[Stored items from a collection]
◆ ◆ ◆ ◆ ◆ ◆ ◆
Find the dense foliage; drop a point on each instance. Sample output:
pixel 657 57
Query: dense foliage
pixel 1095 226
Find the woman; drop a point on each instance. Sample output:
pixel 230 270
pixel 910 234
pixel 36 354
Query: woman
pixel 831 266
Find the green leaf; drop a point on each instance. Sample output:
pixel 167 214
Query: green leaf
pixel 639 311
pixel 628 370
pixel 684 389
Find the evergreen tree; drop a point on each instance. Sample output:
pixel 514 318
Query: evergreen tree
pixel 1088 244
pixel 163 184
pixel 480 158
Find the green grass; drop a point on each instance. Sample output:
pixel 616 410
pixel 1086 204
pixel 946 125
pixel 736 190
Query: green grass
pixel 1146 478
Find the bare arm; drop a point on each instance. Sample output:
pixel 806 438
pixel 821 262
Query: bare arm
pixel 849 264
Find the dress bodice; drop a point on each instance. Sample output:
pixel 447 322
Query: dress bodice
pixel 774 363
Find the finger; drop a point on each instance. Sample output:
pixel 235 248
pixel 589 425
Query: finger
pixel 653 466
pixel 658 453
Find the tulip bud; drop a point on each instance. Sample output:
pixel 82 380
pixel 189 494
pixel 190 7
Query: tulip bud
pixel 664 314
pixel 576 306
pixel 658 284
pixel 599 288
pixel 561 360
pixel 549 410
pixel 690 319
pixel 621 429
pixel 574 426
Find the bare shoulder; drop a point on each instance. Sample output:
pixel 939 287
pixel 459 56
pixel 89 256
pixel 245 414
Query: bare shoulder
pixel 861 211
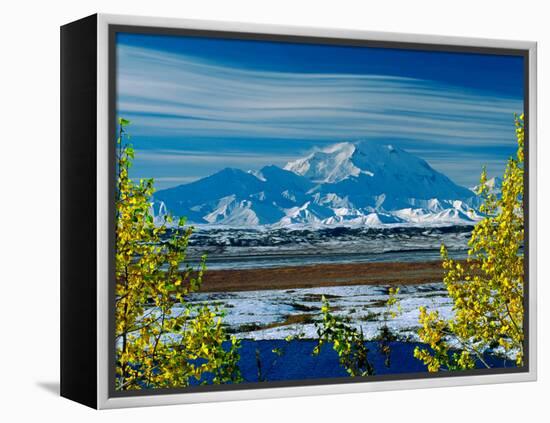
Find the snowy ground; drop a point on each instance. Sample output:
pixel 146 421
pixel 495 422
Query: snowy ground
pixel 229 248
pixel 275 314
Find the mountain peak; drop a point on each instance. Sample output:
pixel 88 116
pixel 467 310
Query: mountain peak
pixel 328 165
pixel 359 183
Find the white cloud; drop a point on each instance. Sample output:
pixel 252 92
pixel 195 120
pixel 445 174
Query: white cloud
pixel 175 95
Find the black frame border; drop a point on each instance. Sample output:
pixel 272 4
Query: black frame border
pixel 113 29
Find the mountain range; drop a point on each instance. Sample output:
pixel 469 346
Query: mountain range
pixel 361 183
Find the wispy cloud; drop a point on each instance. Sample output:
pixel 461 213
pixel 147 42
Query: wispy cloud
pixel 178 96
pixel 173 96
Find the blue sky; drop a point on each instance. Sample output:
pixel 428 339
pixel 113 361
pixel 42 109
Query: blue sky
pixel 198 105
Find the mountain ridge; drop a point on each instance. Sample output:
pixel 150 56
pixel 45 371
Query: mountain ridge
pixel 346 183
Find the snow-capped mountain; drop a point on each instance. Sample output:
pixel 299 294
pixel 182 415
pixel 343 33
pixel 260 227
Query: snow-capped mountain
pixel 344 184
pixel 494 184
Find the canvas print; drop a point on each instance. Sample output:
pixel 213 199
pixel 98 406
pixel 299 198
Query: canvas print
pixel 293 211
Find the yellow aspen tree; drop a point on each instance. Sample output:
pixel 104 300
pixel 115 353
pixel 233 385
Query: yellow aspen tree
pixel 162 341
pixel 487 289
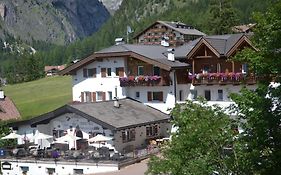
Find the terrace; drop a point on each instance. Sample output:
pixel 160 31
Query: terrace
pixel 222 78
pixel 144 81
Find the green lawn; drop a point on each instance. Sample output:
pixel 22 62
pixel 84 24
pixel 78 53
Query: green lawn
pixel 40 96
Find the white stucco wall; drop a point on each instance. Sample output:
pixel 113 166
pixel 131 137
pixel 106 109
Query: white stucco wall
pixel 64 122
pixel 164 131
pixel 104 84
pixel 61 168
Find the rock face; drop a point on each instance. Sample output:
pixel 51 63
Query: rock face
pixel 111 5
pixel 56 21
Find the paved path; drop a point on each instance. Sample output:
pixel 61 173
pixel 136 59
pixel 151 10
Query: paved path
pixel 134 169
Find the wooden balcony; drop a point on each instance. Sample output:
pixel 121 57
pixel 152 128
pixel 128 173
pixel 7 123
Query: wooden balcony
pixel 222 79
pixel 131 81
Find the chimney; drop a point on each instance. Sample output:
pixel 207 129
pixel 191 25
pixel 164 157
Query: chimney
pixel 119 41
pixel 116 103
pixel 171 55
pixel 165 41
pixel 2 95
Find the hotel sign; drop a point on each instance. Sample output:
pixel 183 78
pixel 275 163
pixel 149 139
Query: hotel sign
pixel 6 166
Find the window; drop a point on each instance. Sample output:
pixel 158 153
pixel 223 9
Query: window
pixel 58 133
pixel 137 94
pixel 218 68
pixel 140 70
pixel 88 97
pixel 193 94
pixel 100 96
pixel 220 95
pixel 181 95
pixel 156 70
pixel 155 96
pixel 109 95
pixel 50 170
pixel 128 135
pixel 24 169
pixel 208 95
pixel 152 130
pixel 103 72
pixel 109 72
pixel 119 71
pixel 206 69
pixel 89 72
pixel 78 171
pixel 244 68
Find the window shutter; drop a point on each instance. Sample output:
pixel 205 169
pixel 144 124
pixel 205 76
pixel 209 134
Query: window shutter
pixel 94 97
pixel 94 72
pixel 149 95
pixel 82 96
pixel 103 72
pixel 103 96
pixel 160 96
pixel 121 71
pixel 85 73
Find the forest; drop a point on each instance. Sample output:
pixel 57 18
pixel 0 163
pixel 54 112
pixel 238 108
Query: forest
pixel 209 16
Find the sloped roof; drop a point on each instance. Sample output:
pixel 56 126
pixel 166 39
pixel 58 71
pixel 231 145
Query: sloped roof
pixel 152 54
pixel 8 110
pixel 185 29
pixel 131 113
pixel 221 43
pixel 177 26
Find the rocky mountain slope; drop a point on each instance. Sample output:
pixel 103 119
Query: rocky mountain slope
pixel 111 5
pixel 55 21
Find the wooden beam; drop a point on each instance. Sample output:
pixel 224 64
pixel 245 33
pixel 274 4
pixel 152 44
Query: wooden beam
pixel 203 56
pixel 193 63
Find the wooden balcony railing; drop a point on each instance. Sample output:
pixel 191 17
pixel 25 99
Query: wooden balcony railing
pixel 222 78
pixel 144 81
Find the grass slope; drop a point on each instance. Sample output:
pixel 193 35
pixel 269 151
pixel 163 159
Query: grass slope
pixel 40 96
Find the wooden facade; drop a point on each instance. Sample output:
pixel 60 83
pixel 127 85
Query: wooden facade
pixel 155 33
pixel 210 67
pixel 140 73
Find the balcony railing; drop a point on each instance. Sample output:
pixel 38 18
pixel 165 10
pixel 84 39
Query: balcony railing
pixel 222 78
pixel 143 81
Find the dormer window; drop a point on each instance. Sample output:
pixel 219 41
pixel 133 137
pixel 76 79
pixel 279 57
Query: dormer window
pixel 244 68
pixel 156 70
pixel 140 70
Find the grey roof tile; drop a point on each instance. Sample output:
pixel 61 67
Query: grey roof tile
pixel 129 113
pixel 154 52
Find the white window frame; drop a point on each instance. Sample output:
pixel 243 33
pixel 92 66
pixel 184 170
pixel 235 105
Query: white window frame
pixel 99 95
pixel 137 94
pixel 139 70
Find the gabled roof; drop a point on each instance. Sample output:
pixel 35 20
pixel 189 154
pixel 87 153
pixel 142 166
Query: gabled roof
pixel 131 113
pixel 177 26
pixel 8 109
pixel 152 54
pixel 222 45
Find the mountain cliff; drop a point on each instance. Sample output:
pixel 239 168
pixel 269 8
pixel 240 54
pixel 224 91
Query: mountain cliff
pixel 55 21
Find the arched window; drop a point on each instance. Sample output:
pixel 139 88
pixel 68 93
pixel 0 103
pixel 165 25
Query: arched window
pixel 218 68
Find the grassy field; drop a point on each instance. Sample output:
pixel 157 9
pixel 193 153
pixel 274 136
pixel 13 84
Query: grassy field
pixel 40 96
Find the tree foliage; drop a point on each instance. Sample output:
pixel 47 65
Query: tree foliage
pixel 261 109
pixel 223 16
pixel 201 144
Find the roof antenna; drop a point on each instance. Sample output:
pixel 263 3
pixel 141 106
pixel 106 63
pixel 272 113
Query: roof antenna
pixel 116 102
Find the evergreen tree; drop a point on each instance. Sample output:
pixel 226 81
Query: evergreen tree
pixel 223 16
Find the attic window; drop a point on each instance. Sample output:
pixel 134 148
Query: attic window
pixel 2 110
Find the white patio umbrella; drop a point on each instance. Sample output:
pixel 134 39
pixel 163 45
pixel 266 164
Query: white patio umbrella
pixel 68 138
pixel 41 136
pixel 99 138
pixel 12 136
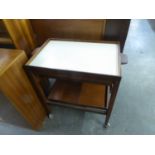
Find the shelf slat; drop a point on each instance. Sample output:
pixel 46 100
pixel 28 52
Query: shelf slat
pixel 86 94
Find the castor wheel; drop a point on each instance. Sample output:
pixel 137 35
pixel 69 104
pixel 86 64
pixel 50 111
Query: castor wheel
pixel 50 116
pixel 107 125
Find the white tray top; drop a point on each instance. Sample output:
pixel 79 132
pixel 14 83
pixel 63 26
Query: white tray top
pixel 97 58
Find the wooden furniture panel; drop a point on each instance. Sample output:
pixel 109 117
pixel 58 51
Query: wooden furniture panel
pixel 15 85
pixel 86 94
pixel 21 33
pixel 4 36
pixel 68 28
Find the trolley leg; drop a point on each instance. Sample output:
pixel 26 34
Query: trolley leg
pixel 111 103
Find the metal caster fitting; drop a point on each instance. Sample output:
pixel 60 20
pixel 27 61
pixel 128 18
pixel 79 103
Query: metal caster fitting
pixel 107 125
pixel 51 116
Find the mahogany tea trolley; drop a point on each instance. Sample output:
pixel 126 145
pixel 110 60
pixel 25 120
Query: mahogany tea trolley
pixel 78 74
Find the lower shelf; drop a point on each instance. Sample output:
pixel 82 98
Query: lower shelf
pixel 86 94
◆ ◆ ◆ ◆ ◆ ◆ ◆
Instructions for the task: Quote the entries above word for word, starting at the line that contains "Find the mountain peak;" and stopping after the line that contains "pixel 175 95".

Final result:
Find the mountain peak; drop a point on each instance. Sample output:
pixel 88 116
pixel 467 310
Query: mountain peak
pixel 328 165
pixel 359 183
Find the white cloud; drop a point on each instance. Sample output:
pixel 252 92
pixel 195 120
pixel 445 174
Query: white cloud
pixel 175 95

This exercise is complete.